*EXERCISE:* Copy out each line featuring the string "formatted" from the entries beneath.
(Beginning of DATA SUPPLIED)
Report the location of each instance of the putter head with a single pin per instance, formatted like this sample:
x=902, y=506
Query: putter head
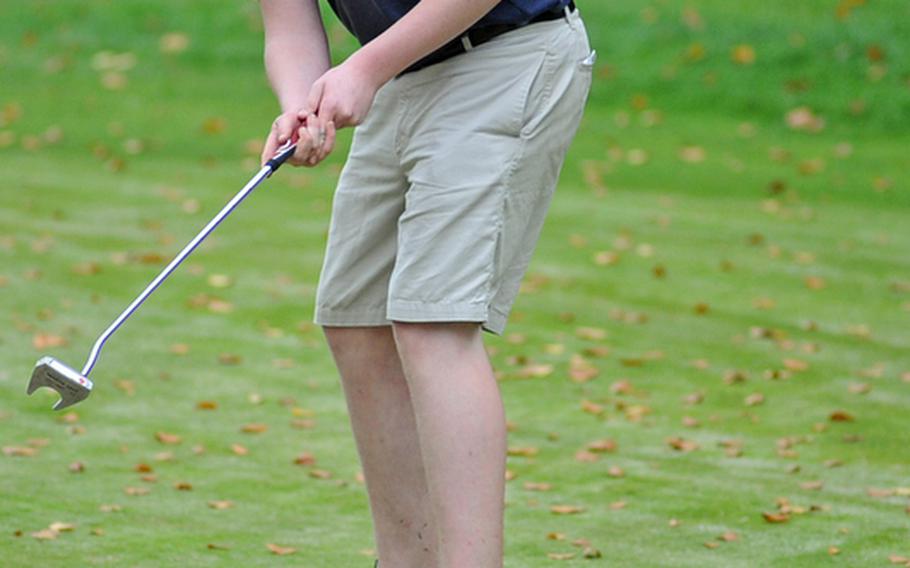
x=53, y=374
(End of DATA SUPPLIED)
(Beginning of DATA SUPPLIED)
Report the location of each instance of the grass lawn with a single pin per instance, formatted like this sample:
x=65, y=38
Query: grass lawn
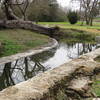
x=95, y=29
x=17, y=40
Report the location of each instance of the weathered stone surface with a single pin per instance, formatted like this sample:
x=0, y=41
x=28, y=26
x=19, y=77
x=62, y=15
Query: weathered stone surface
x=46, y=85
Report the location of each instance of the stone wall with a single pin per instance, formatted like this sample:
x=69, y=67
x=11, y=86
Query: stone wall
(End of DATA SUPPLIED)
(Beginning of DATA SUPPLIED)
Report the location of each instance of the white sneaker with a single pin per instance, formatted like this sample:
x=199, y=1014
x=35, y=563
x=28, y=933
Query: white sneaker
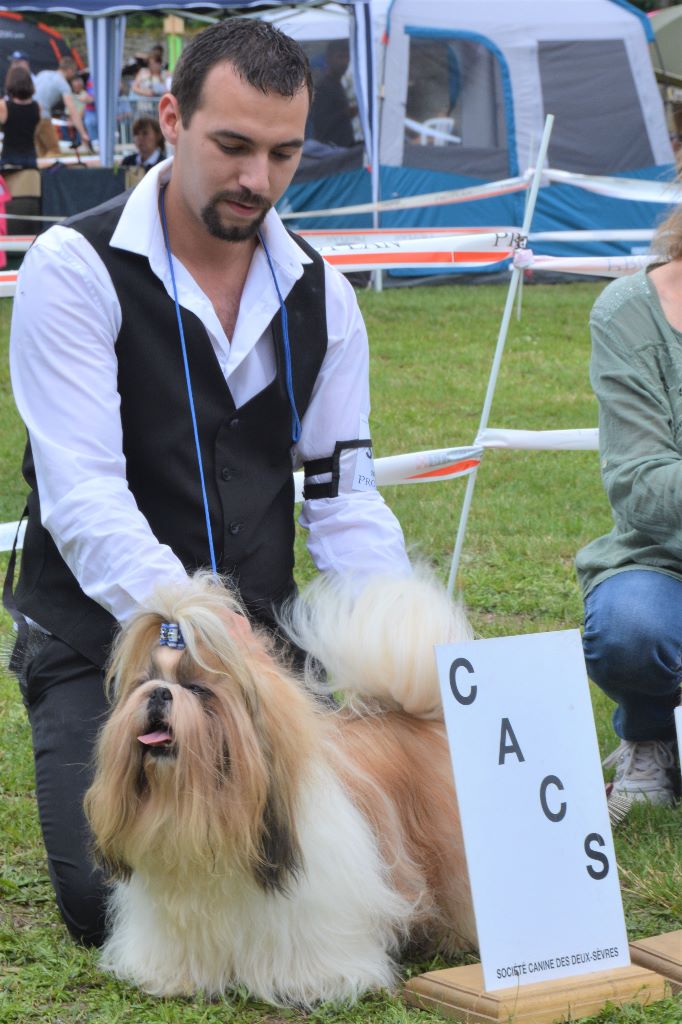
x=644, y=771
(End of DATA SUPPLIED)
*ANSWER TO THIS TASK:*
Report the location of each instance of the putter head with a single pin per instance, formatted like this sample:
Report the location of each instance of the grass lawn with a single pin per instance, formatted like this sample:
Report the location of each instance of the weathered stone surface with a single pin per instance, formatted like this sample:
Report the location of each instance of the stone wall with a single pin per instance, formatted like this sample:
Report the location of each instance of the white sneaker with a single pin per instance, formatted like this sample:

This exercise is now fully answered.